INFORMATION PROVIDED:
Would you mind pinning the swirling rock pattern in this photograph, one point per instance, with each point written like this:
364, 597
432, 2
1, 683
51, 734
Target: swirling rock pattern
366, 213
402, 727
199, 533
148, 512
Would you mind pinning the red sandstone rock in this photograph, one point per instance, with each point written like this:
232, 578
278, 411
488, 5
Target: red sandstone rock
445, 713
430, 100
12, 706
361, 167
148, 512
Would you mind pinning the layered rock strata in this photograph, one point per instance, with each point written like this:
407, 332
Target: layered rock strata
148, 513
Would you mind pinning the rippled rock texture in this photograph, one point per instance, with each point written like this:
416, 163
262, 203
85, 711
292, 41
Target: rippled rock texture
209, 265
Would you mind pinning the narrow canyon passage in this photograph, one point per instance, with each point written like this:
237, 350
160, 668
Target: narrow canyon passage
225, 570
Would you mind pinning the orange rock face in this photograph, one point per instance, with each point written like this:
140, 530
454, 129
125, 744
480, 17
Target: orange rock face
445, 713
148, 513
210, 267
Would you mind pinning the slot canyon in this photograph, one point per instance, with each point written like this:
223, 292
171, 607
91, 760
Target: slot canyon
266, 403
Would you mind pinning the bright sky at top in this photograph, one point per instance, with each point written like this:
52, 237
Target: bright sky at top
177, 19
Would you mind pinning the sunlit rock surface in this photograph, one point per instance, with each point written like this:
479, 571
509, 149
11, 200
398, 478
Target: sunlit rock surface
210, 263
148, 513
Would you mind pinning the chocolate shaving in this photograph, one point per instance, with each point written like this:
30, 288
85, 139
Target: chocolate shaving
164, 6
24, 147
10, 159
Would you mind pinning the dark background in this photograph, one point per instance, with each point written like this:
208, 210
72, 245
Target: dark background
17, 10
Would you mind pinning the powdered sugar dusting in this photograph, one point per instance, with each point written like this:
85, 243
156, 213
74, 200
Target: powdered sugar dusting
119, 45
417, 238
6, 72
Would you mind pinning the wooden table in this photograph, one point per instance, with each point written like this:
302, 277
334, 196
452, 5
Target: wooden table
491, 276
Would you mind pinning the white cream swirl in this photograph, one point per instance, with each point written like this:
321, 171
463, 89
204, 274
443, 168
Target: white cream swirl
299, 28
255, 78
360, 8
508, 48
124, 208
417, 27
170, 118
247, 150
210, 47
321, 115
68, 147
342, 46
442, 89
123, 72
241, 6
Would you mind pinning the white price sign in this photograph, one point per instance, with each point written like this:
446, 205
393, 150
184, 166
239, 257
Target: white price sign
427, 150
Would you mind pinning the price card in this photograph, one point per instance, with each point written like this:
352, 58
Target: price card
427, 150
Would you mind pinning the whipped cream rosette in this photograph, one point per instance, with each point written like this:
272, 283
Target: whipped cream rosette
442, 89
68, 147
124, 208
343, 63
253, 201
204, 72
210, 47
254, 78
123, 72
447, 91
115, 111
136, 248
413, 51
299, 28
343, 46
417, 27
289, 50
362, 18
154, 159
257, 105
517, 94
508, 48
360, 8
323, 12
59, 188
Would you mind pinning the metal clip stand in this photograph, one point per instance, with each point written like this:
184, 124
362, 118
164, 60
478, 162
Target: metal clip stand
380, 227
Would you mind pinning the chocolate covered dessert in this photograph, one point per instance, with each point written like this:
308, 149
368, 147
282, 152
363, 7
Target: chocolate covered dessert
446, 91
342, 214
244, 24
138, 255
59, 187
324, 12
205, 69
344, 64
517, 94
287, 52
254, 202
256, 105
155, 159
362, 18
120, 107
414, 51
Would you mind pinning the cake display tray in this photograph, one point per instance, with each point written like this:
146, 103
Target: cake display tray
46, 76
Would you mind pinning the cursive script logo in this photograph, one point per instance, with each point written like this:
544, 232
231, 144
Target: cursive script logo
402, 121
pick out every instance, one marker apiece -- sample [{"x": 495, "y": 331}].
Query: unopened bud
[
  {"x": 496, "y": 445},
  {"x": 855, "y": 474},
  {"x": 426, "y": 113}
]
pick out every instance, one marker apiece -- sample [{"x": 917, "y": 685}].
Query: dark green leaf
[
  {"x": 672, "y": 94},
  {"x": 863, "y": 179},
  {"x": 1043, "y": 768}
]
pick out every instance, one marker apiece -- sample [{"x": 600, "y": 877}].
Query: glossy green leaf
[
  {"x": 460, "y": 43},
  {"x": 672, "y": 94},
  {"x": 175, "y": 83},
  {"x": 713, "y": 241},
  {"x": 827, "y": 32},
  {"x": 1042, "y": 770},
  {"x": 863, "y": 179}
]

WHAT YOU SHOULD DO:
Using the listing above, locate the lines that hold "apiece" and copy each one.

TASK RESPONSE:
pick out every instance, one marker apiece -- sample [{"x": 495, "y": 331}].
pick out every instance, one marker apiece -- sample [{"x": 917, "y": 685}].
pick out every instance, one marker apiece -- sample [{"x": 600, "y": 877}].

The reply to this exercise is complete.